GRAND GULF B 3.10-33 LBDCR 10027

TECHNICAL REQUIREMENTS MANUAL BASES GGNS TRM BASES B 6.3.5 LOOSE PART DETECTION SYSTEM -- Deleted B 6.3.6 MAIN CONDENSER OFFGAS TREATMENT SYSTEM - EXPLOSIVE GAS MONITORING SYSTEM INSTRUMENTATION The explosive gas monitoring system instrumentation of the main condenser offgas treatment system is provided to monitor the concentrations of potentially explosive gas mixtures in the main condenser offgas treatment system. This instrumentation is calibrated in accordance with plant procedures.

B 6.3.8 TURBINE OVERSPEED PROTECTION This specification is provided to ensure that the turbine overspeed protection instrumentation and the turbine speed control valves are OPERABLE and will protect the turbine from excessive overspeed. Protection from turbine excessive overspeed is required since excessive overspeed of the turbine could generate potentially damaging missiles which could impact and damage safety-related components, equipment or structures. For any valves which become INOPERABLE UFSAR section 3.5.1.3 shall be reviewed for affect on the probability analysis to ensure risk is appropriately addressed.

B 6.3.12 Ultrasonic Flowmeter -- Deleted TRM TRB-2 LBDCR 11018

TECHNICAL REQUIREMENTS MANUAL BASES GGNS TRM BASES B 6.3.12 Deleted B 6.4.1 CHEMISTRY The water chemistry limits of the reactor coolant system are established to prevent damage to the reactor materials in contact with the coolant. Chloride limits are specified to prevent stress corrosion cracking of the stainless steel. The effect of chloride is not as great when the oxygen concentration in the coolant is low, thus the 0.2 ppm limit on chlorides is permitted during power operation. During shutdown and refueling operations, the temperature necessary for stress corrosion to occur is not present so a 0.5 ppm concentration of chlorides is not considered harmful during these periods.

Conductivity measurements are required on a continuous basis since changes in this parameter are an indication of abnormal conditions. When the conductivity is within limits, the pH, chlorides and other impurities affecting conductivity must also be within their acceptable limits. With the conductivity meter inoperable, additional samples must be analyzed to ensure that the chlorides are not exceeding the limits.

[Records from a data collection]
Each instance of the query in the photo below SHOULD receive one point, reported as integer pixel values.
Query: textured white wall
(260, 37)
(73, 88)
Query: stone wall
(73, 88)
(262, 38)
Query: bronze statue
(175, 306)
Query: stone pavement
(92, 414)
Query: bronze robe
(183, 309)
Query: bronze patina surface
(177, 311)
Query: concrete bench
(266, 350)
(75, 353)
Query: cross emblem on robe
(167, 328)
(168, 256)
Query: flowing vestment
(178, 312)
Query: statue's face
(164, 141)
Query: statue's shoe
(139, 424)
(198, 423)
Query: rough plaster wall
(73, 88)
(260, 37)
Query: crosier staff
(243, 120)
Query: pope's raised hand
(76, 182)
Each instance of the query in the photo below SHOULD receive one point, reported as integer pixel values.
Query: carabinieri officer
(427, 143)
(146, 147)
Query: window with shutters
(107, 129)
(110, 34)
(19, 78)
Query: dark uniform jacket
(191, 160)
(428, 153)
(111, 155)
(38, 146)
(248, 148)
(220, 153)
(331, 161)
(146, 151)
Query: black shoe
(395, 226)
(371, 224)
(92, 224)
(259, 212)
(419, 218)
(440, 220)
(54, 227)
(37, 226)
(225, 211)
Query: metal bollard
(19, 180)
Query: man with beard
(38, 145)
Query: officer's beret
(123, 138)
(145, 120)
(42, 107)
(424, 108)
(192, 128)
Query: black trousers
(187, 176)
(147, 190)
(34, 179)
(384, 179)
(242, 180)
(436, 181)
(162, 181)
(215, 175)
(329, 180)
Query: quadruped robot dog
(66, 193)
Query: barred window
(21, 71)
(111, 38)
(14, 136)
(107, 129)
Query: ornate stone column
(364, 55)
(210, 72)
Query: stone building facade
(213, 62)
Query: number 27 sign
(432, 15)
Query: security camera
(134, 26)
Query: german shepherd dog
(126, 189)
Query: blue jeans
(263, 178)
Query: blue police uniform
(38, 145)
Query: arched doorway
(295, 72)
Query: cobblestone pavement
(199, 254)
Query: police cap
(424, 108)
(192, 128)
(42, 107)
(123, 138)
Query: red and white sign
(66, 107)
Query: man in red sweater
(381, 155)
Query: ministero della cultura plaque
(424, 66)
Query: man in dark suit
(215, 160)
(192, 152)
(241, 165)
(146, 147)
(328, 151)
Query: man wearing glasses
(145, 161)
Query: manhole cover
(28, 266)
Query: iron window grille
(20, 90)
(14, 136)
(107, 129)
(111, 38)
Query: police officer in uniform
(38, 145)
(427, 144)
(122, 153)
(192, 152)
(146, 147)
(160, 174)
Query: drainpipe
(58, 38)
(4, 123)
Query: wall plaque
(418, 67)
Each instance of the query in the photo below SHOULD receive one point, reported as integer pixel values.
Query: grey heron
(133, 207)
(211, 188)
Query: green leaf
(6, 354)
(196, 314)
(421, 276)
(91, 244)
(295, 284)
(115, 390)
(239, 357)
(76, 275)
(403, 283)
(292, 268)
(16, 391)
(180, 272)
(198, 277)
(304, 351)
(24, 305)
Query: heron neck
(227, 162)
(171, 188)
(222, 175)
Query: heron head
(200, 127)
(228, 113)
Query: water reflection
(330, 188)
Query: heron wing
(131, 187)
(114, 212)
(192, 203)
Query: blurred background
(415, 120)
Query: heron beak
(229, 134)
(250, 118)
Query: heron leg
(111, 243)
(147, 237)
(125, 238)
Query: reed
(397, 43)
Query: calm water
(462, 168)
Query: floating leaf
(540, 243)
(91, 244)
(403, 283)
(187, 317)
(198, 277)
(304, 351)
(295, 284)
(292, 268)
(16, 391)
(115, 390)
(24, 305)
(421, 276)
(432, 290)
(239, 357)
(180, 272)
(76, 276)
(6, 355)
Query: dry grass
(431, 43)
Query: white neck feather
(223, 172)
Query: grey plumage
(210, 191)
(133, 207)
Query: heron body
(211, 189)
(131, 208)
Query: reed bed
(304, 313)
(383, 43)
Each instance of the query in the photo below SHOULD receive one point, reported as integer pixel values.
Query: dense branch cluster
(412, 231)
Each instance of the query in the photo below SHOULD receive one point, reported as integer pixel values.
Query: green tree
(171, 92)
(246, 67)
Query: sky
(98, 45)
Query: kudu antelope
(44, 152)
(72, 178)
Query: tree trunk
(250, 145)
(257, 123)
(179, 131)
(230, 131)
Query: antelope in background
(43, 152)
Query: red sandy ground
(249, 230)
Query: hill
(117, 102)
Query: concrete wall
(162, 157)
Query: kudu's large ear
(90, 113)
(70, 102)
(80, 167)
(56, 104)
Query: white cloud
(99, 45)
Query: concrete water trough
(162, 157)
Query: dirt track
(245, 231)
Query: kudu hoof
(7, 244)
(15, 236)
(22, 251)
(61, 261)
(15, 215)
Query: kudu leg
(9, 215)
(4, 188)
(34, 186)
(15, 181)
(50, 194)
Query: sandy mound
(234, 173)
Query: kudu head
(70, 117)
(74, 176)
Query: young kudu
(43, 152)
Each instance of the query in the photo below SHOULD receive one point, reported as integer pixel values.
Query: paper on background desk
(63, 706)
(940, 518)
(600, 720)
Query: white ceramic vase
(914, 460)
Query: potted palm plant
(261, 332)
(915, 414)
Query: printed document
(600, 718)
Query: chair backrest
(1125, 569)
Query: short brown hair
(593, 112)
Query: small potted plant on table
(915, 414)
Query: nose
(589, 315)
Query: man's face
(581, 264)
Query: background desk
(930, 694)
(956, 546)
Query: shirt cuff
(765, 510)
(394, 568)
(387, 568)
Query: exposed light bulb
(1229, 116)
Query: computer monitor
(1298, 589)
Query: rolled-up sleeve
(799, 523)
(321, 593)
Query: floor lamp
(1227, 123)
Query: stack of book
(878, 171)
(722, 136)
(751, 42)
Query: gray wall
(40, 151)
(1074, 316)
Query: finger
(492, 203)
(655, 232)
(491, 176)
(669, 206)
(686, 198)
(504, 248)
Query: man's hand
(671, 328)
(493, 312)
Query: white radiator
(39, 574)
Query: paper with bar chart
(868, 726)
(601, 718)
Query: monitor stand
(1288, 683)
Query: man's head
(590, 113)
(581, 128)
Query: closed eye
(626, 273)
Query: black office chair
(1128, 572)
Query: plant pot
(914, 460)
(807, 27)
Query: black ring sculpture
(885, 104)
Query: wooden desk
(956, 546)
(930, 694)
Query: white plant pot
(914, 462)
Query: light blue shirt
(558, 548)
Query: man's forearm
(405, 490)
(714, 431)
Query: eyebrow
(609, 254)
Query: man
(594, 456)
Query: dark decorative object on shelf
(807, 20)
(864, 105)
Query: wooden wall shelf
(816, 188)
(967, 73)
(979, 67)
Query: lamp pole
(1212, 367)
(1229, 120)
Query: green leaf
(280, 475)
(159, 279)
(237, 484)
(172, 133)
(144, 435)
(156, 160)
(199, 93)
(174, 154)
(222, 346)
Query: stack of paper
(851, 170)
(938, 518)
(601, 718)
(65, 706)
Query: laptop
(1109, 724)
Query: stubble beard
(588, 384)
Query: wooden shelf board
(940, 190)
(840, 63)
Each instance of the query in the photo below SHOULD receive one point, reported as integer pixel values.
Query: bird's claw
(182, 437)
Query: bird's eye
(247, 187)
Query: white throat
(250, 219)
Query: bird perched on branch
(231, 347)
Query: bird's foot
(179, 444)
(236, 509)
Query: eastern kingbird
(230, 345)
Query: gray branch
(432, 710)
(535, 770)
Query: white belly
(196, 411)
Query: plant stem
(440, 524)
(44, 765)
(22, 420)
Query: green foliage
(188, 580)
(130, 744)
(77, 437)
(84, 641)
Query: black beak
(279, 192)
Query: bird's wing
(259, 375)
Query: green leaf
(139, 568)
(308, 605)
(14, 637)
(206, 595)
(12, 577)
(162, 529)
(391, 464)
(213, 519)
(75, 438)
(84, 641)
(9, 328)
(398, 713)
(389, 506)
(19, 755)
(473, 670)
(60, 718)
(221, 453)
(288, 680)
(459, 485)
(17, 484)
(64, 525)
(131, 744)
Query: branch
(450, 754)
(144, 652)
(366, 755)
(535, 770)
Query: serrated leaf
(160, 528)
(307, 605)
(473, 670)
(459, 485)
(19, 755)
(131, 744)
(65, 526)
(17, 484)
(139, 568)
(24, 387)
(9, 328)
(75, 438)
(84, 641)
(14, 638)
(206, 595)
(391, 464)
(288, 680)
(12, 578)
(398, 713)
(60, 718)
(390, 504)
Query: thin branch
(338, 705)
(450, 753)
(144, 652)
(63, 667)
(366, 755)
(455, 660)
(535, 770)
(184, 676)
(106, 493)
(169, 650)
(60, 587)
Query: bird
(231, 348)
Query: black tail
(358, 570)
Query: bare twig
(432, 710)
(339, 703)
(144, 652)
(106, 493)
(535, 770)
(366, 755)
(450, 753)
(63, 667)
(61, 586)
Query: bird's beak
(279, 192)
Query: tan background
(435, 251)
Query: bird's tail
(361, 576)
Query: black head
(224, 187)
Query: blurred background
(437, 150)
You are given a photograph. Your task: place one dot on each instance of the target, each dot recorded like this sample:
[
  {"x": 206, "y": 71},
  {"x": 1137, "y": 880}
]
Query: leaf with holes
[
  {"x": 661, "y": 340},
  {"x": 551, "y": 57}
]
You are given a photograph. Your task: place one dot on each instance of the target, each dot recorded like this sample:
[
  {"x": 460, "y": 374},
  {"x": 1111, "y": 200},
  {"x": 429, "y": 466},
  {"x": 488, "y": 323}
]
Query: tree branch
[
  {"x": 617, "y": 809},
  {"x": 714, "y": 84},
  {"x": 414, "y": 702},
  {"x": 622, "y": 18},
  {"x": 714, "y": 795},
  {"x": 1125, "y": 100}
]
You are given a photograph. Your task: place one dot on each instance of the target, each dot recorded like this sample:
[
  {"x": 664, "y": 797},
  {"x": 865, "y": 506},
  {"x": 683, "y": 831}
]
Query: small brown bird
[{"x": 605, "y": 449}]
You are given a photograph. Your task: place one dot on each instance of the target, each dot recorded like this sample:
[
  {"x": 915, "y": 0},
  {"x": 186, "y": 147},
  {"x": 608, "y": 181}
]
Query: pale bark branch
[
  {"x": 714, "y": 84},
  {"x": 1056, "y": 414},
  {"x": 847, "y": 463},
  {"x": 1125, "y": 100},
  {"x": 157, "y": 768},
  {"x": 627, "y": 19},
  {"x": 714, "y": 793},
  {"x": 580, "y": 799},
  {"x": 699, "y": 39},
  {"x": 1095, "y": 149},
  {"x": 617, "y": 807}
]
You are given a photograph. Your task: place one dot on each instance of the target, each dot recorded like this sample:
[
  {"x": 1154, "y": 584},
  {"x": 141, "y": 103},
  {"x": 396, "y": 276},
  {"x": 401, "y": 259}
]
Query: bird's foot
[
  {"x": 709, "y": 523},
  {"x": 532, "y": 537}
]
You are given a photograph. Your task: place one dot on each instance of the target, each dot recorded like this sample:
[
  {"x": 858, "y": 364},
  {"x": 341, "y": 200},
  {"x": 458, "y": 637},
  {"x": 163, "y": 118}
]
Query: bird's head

§ **Work required**: Please state the chloride limit that the technical requirements manual bases above permit during power operation.

§ **Response below**: 0.2 ppm